## Task details
Write out each record below exactly, but not the pictures.

(Extracted records)
[Start of Attachment]

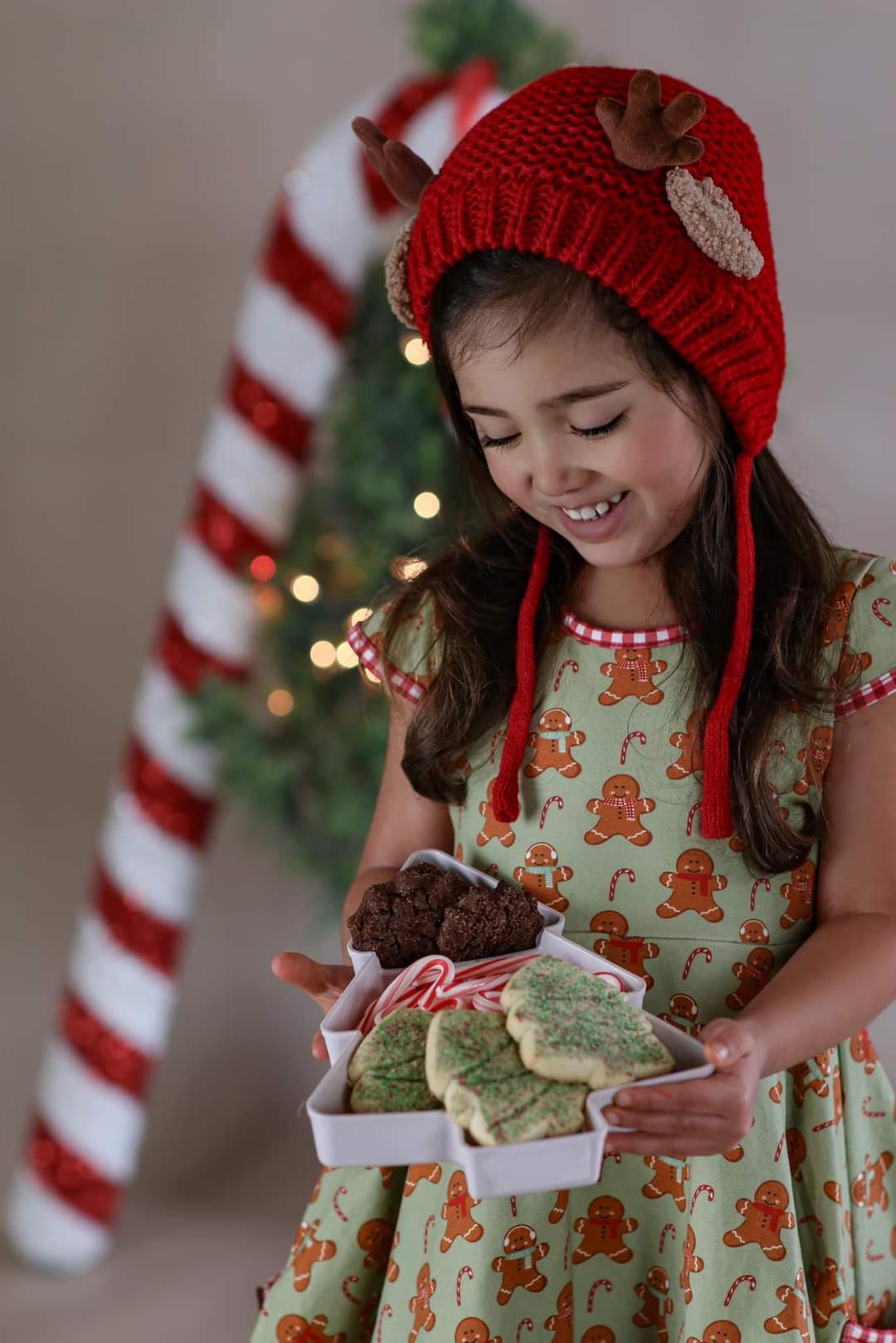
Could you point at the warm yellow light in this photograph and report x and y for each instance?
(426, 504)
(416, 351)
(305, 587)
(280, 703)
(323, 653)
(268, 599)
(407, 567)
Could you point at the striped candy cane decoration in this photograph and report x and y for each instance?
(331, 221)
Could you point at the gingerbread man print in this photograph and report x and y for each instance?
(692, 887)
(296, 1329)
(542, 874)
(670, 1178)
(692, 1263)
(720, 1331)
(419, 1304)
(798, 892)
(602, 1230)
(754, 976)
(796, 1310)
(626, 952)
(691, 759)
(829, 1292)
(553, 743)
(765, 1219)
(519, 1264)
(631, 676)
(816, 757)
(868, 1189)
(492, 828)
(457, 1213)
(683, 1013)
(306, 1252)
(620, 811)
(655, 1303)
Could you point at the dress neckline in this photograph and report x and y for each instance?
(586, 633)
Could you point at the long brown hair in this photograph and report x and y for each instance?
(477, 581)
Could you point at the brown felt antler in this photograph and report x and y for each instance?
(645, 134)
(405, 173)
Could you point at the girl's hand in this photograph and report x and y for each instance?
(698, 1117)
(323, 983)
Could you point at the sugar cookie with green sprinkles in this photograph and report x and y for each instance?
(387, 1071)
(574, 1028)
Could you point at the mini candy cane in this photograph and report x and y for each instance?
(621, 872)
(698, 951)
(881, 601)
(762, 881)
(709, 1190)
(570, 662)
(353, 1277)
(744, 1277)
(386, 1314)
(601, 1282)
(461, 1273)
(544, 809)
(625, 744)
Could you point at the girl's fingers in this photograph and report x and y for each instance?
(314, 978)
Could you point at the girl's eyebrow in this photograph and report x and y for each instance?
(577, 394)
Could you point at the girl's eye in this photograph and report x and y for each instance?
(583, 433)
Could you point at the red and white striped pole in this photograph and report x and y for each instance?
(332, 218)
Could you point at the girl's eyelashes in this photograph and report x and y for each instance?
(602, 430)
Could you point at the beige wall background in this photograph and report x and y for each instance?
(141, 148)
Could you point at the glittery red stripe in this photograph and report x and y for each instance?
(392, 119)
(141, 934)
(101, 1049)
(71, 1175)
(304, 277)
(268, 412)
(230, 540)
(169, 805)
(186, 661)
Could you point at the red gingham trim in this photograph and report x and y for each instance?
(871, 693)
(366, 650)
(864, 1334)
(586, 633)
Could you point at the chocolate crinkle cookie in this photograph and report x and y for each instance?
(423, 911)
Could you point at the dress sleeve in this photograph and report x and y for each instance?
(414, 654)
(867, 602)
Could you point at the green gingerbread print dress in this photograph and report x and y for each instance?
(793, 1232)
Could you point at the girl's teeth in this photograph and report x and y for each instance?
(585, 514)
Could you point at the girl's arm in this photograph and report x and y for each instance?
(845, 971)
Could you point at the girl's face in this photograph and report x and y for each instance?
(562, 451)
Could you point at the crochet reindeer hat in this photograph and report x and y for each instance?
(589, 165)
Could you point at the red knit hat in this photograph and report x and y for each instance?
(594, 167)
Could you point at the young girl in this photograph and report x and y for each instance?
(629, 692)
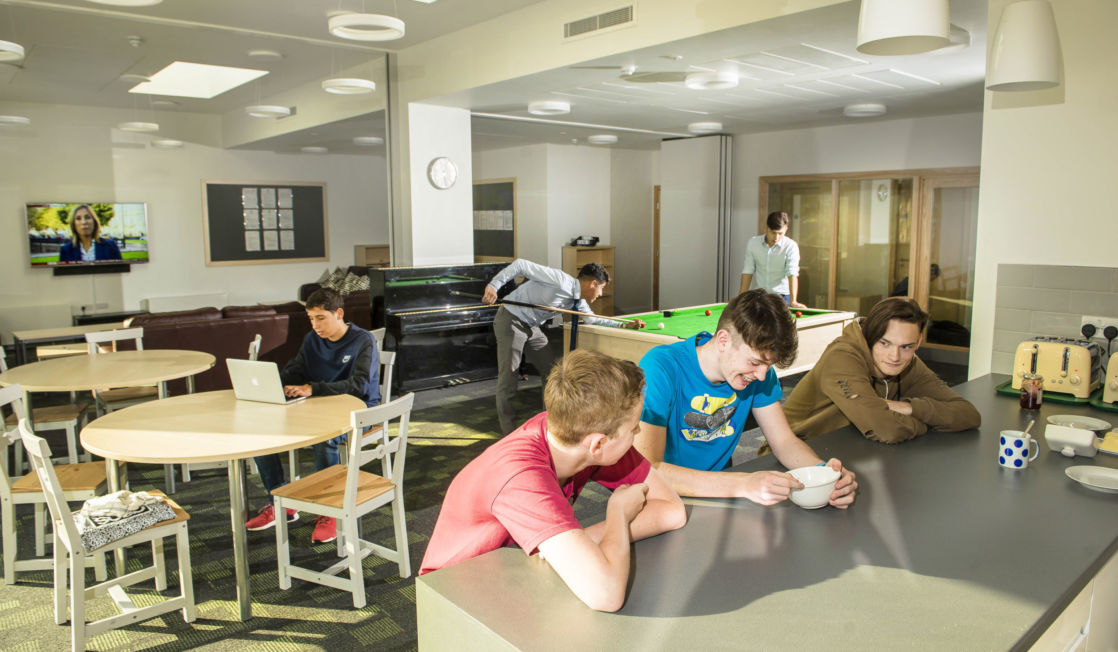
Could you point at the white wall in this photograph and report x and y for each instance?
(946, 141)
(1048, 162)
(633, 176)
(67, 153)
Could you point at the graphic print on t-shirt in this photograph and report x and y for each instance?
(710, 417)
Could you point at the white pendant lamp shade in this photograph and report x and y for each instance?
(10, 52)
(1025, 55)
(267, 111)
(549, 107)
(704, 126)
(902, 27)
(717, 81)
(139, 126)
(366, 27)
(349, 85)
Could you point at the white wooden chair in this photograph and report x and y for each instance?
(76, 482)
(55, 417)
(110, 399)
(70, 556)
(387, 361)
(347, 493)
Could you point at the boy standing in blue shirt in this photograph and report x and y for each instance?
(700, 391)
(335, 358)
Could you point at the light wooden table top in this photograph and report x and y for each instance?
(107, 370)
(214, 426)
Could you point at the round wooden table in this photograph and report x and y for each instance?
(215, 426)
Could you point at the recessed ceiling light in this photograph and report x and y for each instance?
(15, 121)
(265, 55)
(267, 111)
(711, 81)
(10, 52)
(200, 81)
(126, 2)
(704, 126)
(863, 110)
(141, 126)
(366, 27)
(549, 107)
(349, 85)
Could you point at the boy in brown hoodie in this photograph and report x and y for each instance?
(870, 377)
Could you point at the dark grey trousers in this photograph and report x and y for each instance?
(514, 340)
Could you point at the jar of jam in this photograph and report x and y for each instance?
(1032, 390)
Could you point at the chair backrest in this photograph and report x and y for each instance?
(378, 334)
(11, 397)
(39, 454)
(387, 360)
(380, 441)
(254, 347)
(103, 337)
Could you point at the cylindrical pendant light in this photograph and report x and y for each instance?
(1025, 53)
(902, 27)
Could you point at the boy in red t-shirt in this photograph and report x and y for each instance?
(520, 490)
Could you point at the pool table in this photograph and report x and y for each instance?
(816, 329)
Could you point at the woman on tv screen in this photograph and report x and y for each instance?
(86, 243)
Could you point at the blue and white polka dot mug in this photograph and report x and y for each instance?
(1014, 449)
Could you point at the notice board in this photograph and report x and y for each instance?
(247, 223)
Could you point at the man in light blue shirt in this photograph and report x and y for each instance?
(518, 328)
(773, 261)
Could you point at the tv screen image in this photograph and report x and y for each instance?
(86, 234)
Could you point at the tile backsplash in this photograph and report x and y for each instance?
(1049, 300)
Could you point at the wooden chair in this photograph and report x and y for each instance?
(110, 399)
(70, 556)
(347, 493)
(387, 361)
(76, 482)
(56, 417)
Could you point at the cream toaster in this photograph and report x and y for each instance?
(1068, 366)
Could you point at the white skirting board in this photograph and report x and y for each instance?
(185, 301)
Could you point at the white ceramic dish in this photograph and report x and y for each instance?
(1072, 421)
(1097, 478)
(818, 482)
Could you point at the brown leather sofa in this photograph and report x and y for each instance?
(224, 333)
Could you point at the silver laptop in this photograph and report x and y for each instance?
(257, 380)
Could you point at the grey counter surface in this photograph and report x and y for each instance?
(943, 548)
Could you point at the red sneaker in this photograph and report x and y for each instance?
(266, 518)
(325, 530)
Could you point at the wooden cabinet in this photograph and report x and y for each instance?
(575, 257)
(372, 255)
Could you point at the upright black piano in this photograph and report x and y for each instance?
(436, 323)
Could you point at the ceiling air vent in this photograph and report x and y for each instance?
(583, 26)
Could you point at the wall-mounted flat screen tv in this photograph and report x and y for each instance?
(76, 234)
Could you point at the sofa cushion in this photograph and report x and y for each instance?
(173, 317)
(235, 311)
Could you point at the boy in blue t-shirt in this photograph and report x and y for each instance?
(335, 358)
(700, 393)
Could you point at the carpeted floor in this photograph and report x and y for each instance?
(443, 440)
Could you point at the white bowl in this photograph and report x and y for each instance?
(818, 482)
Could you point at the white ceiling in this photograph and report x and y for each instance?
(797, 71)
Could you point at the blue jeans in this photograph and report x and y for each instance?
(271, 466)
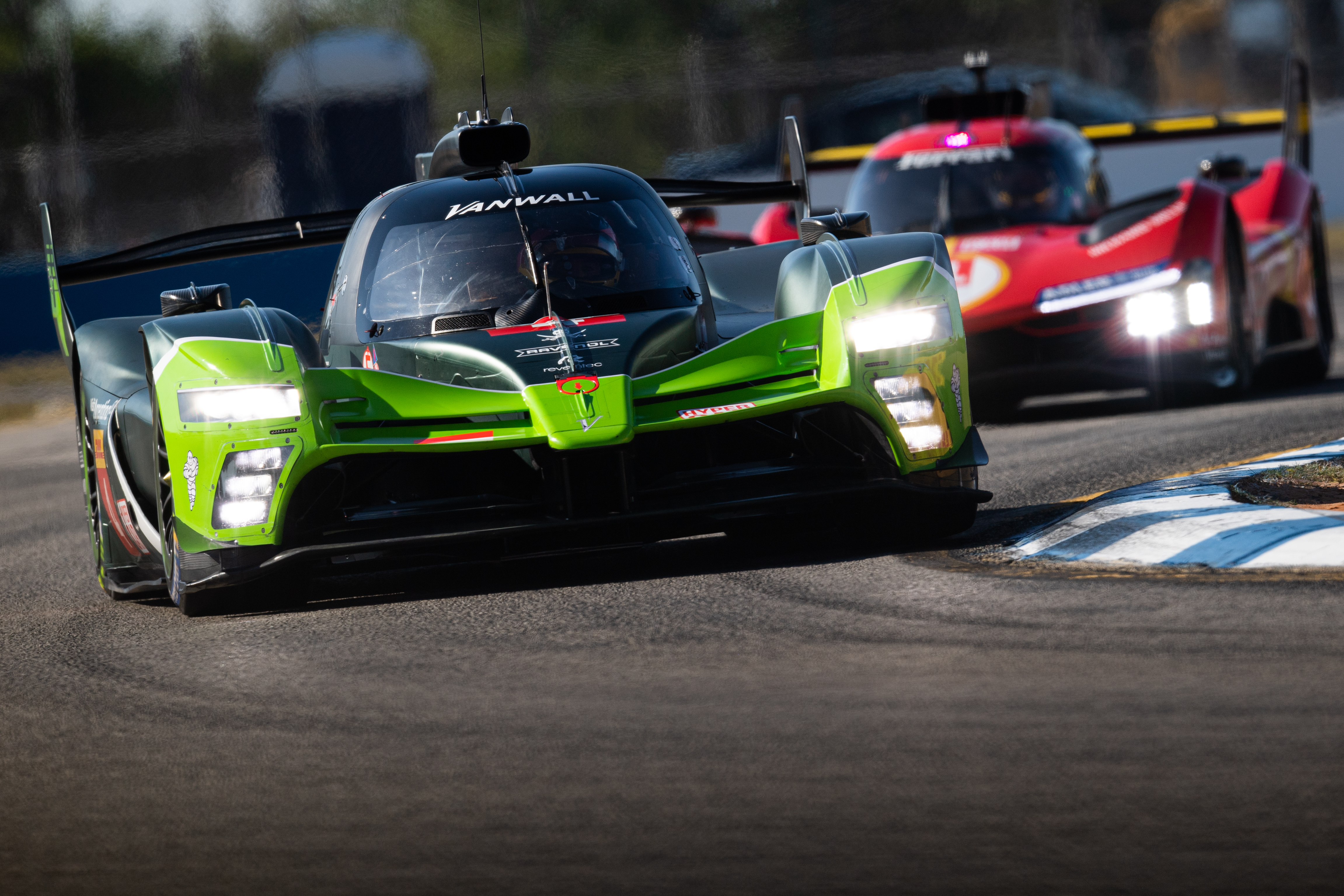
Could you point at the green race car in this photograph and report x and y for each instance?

[End of Attachment]

## Final answer
Could you point at the warm yellow light in this photograph and report x and y for each instance?
(426, 504)
(416, 351)
(305, 587)
(280, 703)
(323, 653)
(268, 599)
(407, 567)
Could you point at the striped candy cane decoration in this photograph and report x and y for each instance?
(331, 221)
Could you point at the gingerbread man print in this photograph and report x and y for each instance?
(692, 887)
(296, 1329)
(542, 874)
(670, 1178)
(692, 1263)
(720, 1331)
(419, 1304)
(798, 892)
(602, 1230)
(754, 976)
(796, 1310)
(626, 952)
(691, 759)
(829, 1292)
(553, 743)
(765, 1219)
(519, 1264)
(631, 676)
(816, 757)
(868, 1189)
(492, 828)
(457, 1213)
(683, 1013)
(306, 1252)
(620, 811)
(655, 1303)
Could you point at the dress neckline in this photograph and report x and y for each instance?
(586, 633)
Could you point at the long brown hair in this photograph and report x and y for each instance?
(477, 581)
Could you point at the brown felt antler in this photograph and report x and y for each instance?
(645, 134)
(405, 173)
Could you point at the girl's hand in this photograph and report x and y for each instance?
(698, 1117)
(323, 983)
Could you point at the sugar cookie with green sprinkles in this photograph and report x and y for each instance?
(387, 1071)
(574, 1028)
Could you point at the mini candy cane in this photograph and report x and y for each instance?
(621, 872)
(698, 951)
(881, 601)
(762, 881)
(709, 1190)
(570, 662)
(353, 1277)
(744, 1277)
(386, 1314)
(601, 1282)
(461, 1273)
(544, 809)
(625, 744)
Could you point at the girl's fingers in this photograph and report x and y for each instance?
(314, 978)
Could you point at the girl's eyebrow in this photograph and report x and y for each instance?
(577, 394)
Could you point at the girl's eye in this photograph and report x and y for each instance?
(583, 433)
Could you point at the red and white striped pole in this photograph and report x and y for each instance?
(332, 218)
Could you point at the girl's eyelashes in this photograph and report x and y for each instance?
(602, 430)
Could you point at the beige wall background in this photograph and report x and y for each instance?
(141, 148)
Could you point at the glittery red stripe in this photograph and report x and y for each instance?
(392, 119)
(141, 934)
(101, 1049)
(71, 1175)
(304, 277)
(268, 412)
(230, 540)
(169, 805)
(186, 661)
Could you point at the red gingham trim in this photograph and report x and y for each instance?
(871, 693)
(366, 650)
(864, 1334)
(586, 633)
Could you point at the chocolate crinkle cookie in this photograph and report x and y for each instance?
(423, 911)
Could you point at the dress sleeve in this photograph and report x and y for each instance?
(414, 654)
(867, 602)
Could you point at the green gingerbread print dress in this photograph and report x and y for each instance?
(793, 1232)
Could you point at the girl's teeth in this photograph and report x and y for each instance?
(585, 514)
Could you point at the girl's arm in this photograph and report x and y for each instance?
(845, 971)
Could you point at the girl's face in this photograph and report x and y for each instance?
(562, 451)
Could you point at the crochet reindeer hat in this photograph and report x and y for each instance?
(589, 165)
Could you point at the red knit hat in this photograph and report x and y for each instance?
(594, 167)
Could you point at the young girl in this photograph and report x and y for each instance?
(629, 692)
Could you point at the white wall in this photograph and report x and y for each instance?
(946, 141)
(1048, 162)
(633, 176)
(67, 153)
Could you point at the graphic print on t-shirt in this photograph and report x and y for each instance?
(710, 417)
Could you point at the white pendant lamp shade in this photograph and report x and y for each instance?
(10, 52)
(1025, 55)
(267, 111)
(549, 107)
(704, 126)
(902, 27)
(717, 81)
(139, 126)
(366, 27)
(349, 85)
Could you point at the white wooden chair in this photograph and report x and y for each instance?
(76, 482)
(55, 417)
(110, 399)
(70, 556)
(387, 361)
(347, 493)
Could you point at the boy standing in blue shirt in this photograph and report x and y for each instance?
(700, 391)
(335, 358)
Could you point at the light wooden table top in this photograph and report x and y for each instance?
(107, 370)
(214, 426)
Could you point at the round wooden table in this photograph and report x and y for each instance?
(215, 426)
Could you point at the recessed ceiling light in this photograph and report x and y for each instance?
(15, 121)
(265, 55)
(267, 111)
(711, 81)
(10, 52)
(200, 81)
(126, 2)
(704, 126)
(863, 110)
(141, 126)
(366, 27)
(549, 107)
(349, 85)
Could you point at the boy in brown hoodie in this photograph and report x and y for each instance?
(870, 377)
Could you point at the dark grey trousers in this photograph and report x and y for each instance?
(514, 340)
Could you point at the jar of jam in this photograph and report x and y for each instance?
(1032, 390)
Could you point at the chair backrest in this photograph and report x and y for each instance?
(378, 334)
(11, 397)
(39, 454)
(387, 360)
(380, 441)
(254, 347)
(103, 337)
Could you point at the cylindrical pendant light in this photograph and report x and y for each instance?
(1025, 53)
(902, 27)
Could you point at the boy in red t-shirt in this photograph and report x and y for each instance?
(520, 490)
Could you point at the pool table in this photograph and report x and y for each instance?
(816, 329)
Could you point at the woman on tv screen in this photograph and report x and y for each instance?
(86, 243)
Could you point at the blue and white polka dot mug in this photograph and report x and y for each instance?
(1014, 449)
Could you point at the notice board in this photograph and report x and y for each instance?
(247, 223)
Could you point at the man in light blue shirt in this photograph and report x and y for each instance?
(518, 328)
(773, 261)
Could you point at the tv screen image in this photograph and report x and y for each instance?
(86, 234)
Could you point at the tile backsplash in this photograph and report x and y for each instance?
(1049, 300)
Could you point at the wooden chair in this photograph and report x and y for each instance?
(110, 399)
(70, 556)
(347, 493)
(387, 361)
(76, 482)
(56, 417)
Could you point at the cream toaster in this photograph and report x and y for each instance?
(1068, 366)
Could you point at the white skirting board in this photograph and report x and y for each instance?
(185, 301)
Could you point at the white ceramic dish in this photograph and report x and y for each instance?
(1072, 421)
(1097, 478)
(818, 482)
Could you point at the brown leather sofa in this photograph and report x and y for each instance?
(224, 333)
Could you point at the silver laptop in this photograph and report x and y for each instance?
(257, 380)
Could you point at the grey counter surface in this photograph and report x and y for each instance?
(943, 548)
Could you point at the red sneaker in this photograph and report x and y for each instance?
(266, 518)
(325, 530)
Could you point at the wooden cabinet in this photograph and report x and y for each instance?
(575, 257)
(372, 255)
Could you point at the upright black piano in this photograph and report x and y for each instance?
(436, 323)
Could you point at the ceiling air vent in this photograph and report x and y for each instance?
(583, 26)
Could you point at the wall-mounted flat screen tv in this photograph and report x and y for each instance?
(76, 234)
Could you point at the sofa cushion in this photograph and report x and y for each instance?
(173, 317)
(235, 311)
Could you point at the boy in blue t-shirt in this photograph and report x and y for each instance?
(335, 358)
(700, 393)
Could you point at the carpeted floor in this photograph and report x and y for each instance?
(443, 440)
Could you point at the white bowl in this photograph and report x and y for each instance?
(818, 482)
Could you point at the white ceiling in this photograph and report x and y for each instance?
(797, 71)
Could you point at the blue jeans in this photograph and report x and y for each instance?
(271, 466)
Could you point at the green race car in this photograph and report x and y for each instance?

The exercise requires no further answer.